> Task instructions
Please reproduce the forum thread word for word, from "he's played 73+" to "(Apr 3, 2004)".
======== Document segment ========
If it was any other player I would say that Vince was putting up decent numbers before the injuries hit but VC hasnt been the type to play thru injuries so yeah it looks like he's done. The Magic maybe better off starting Anderson at the 4 and Lewis at the 3


----------



## Vuchato (Jan 14, 2006)

Pioneer10 said:


> If it was any other player I would say that Vince was putting up decent numbers before the injuries hit but VC hasnt been the type to play thru injuries so yeah it looks like he's done. The Magic maybe better off starting Anderson at the 4 and Lewis at the 3


he's played 73+ games each of the past 6 years, and encountered several ankle injuries, he wasn't sitting out large periods of time for those, despite requiring multiple surgeries.


----------



## LA68 (Apr 3, 2004)

I said this in the off season and all I got was flamed. I don't blame him though. That whole team is a joke.


----------



## HKF (Dec 10, 2002)

He just plays like he's always in pain. Like he expects to win sympathy points.


----------



## afobisme (Apr 29, 2006)
======== Material supplied ========
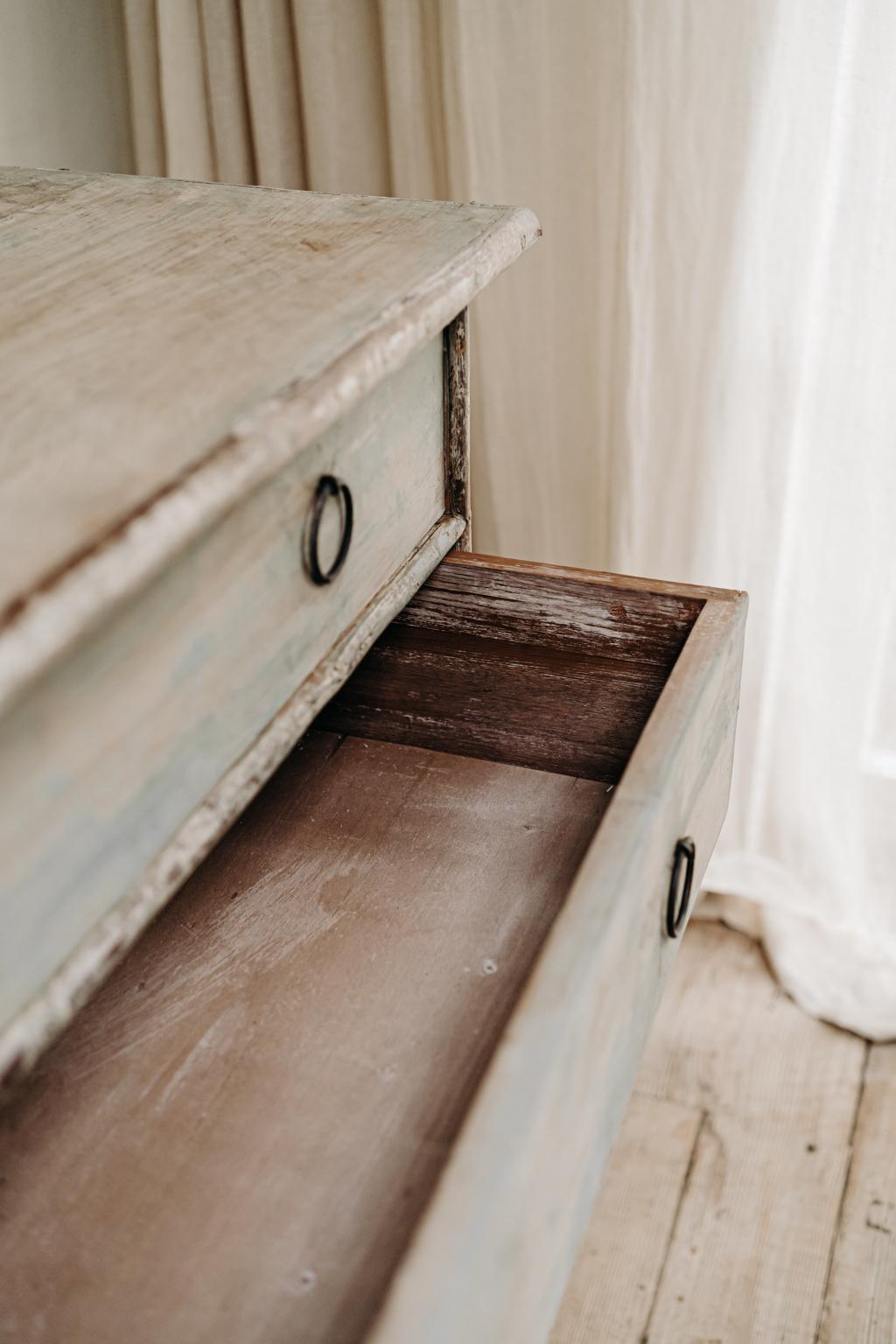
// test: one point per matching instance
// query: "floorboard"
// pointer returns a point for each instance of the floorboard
(786, 1143)
(861, 1293)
========
> Reply
he's played 73+ games each of the past 6 years, and encountered several ankle injuries, he wasn't sitting out large periods of time for those, despite requiring multiple surgeries.


----------



## LA68 (Apr 3, 2004)